## Task material
--- START ---
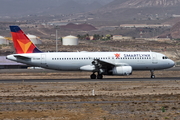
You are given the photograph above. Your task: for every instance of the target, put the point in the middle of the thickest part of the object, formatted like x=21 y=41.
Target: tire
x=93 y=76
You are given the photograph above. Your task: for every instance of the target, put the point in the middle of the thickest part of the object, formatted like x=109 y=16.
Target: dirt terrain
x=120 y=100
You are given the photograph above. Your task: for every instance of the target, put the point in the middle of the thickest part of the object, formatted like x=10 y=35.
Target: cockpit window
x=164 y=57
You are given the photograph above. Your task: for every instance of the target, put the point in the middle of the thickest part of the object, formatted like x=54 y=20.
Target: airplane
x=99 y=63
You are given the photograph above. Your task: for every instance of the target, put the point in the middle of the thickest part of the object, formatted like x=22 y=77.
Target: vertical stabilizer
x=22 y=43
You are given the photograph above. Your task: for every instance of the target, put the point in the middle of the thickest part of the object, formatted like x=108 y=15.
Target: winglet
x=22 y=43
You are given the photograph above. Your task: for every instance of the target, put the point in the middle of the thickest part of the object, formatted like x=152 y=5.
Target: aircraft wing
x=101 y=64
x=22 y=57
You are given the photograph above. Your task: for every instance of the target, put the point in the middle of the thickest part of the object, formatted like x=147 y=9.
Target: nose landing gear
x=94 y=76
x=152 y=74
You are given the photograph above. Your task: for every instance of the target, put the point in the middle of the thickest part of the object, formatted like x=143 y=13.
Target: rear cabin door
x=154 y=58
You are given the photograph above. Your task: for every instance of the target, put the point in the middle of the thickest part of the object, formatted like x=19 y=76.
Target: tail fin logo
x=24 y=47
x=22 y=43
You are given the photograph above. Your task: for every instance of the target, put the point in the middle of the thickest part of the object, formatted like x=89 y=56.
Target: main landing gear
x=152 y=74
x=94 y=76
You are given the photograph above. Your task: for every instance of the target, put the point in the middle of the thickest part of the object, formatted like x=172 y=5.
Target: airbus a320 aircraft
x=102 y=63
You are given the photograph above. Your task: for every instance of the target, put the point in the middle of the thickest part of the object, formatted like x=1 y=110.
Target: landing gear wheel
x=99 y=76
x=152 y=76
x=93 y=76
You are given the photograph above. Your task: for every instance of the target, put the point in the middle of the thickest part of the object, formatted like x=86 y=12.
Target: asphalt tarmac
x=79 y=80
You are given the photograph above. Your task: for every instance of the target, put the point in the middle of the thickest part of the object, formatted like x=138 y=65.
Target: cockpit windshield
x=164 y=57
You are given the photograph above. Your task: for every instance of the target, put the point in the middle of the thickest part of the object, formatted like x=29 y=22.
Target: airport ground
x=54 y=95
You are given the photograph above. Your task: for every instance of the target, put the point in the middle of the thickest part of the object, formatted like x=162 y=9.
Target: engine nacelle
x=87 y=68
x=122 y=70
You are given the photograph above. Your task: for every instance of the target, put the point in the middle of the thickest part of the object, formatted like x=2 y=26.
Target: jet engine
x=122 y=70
--- END ---
--- START ---
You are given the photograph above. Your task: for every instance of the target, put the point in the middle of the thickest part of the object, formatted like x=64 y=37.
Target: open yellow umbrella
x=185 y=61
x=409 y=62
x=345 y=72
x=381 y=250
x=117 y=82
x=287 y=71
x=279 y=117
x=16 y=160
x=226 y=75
--- END ---
## Work to complete
Gather each line of the records above in which the string "aircraft" occurs.

## Solution below
Target: aircraft wing
Target: airbus a320 aircraft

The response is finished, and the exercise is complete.